Fumigación indiscriminada
con agrotóxicos
Carta abierta de
ingeniera agropecuaria
La carta que aquí
presentamos no necesita casi presentación.
Porque es un testimonio de la vida real
y cotidiana de este país. Y harto
elocuente por sí sola.
Me atrevo, empero, a hacerle
una introducción para situarla, con
la esperanza que eso ayude al entendimiento
de más lectores.
Miles de años de
agricultura constituyen uno de las capítulos
más importantes de la humanidad.
Diez mil, quince mil años de cultivos.
Locales. Ése era uno de sus rasgos
básicos.
Con los despliegues imperiales,
se “supera” ese carácter
local. El imperio se apropia de productos
agrícolas lejanos. Los monocultivos
de azúcar en América, de algodón
en África, de trigo en Asia deglutidos
por Europa.
Los monocultivos empobrecen la tierra.
Hace poco más de
un siglo, comienza una fertilización
que no es local. Lo tradicional era rotar
ganado y cultivos porque la bosta de herbívoros
fue siempre el mejor fertilizante. Pero
se empieza a agregar guano, también
bosta, pero de aves marinas.
Pero ingresando al s.
XX el guano se agotaba y la industria química
se sentía en condiciones de proveer
“lo mismo” desde el laboratorio.
Comienza la fertilización química.
Con la difusión
de fertilizantes químicos, que son
azúcares, arrecian las plagas que
se sienten más atraídas por
plantas así “endulzadas”.
La Gran Guerra, o Guerra
Europea o también llamada Primera
Guerra Mundial había desatado saberes
químicos para matar humanos. Gas
mostaza. Gas pimienta. Al fin de la guerra,
y ante plagas molestas (y a veces devastadoras),
surgieron quienes llevaron los biocidas
militares al campo. Empieza el envenenamiento
de esos otros “enemigos” del
hombre: hormigas, pulgones, ácaros,
gusanos…
En los '60 la Revolución
Verde dio carta libre a los agrotóxicos.

§ Consigna 1
Transcribe, por favor, del texto sobre los agrotóxicos todo lo que va desde "Me atrevo, empero, a" hasta "de la humanidad.", sin cambiar nada.
§ Consigna 2
Según el texto sobre los agrotóxicos, ¿qué fertilizante se empezó a agregar hace poco más de un siglo?
§ Consigna 3
Prosigue el texto sobre los agrotóxicos a partir de su última oración.

§ Sección de datos
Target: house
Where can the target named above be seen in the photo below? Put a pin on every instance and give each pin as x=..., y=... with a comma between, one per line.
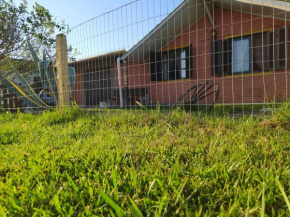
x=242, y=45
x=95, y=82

§ Respuesta 1
Me atrevo, empero, a hacerle
una introducción para situarla, con
la esperanza que eso ayude al entendimiento
de más lectores.
Miles de años de
agricultura constituyen uno de las capítulos
más importantes de la humanidad.

§ Respuesta 2
Guano, que es bosta de aves marinas.

§ Respuesta 3
Las plantas de la R.V. eran fragilonas,
de laboratorio, fertilizadas… necesitaban
“protección”.
Llamativamente Argentina vive la R.V., incorporando
los híbridos, pero la fertilidad
natural de los suelos es tan, pero tan alta,
que el aporte de fertilización química
es bajo y consiguientemente el envenenamiento
de los campos también. No
es que no exista, es que no se necesitó
tanto, pragmáticamente.
Pero la industria química
va haciéndose cada vez más
necesaria. “Florecen” los agrotóxicos
de todo tipo: insecticidas, fungicidas,
nematicidas, herbicidas, acaricidas…
Cuando llegamos a los
'90, la segunda R.V.; la invasión
transgénica, mucho más dependiente
de los laboratorios, se integra con facilidad
en el universo rural argentino. “Todo”
viene ahora de allí. No sólo
los fertilizantes y los venenos presuntamente
selectivos. Hasta la semilla. Los agrotóxicos
tienen bandera libre en “los campos
de la patria” acompañando la
expansión del cultivo de soja.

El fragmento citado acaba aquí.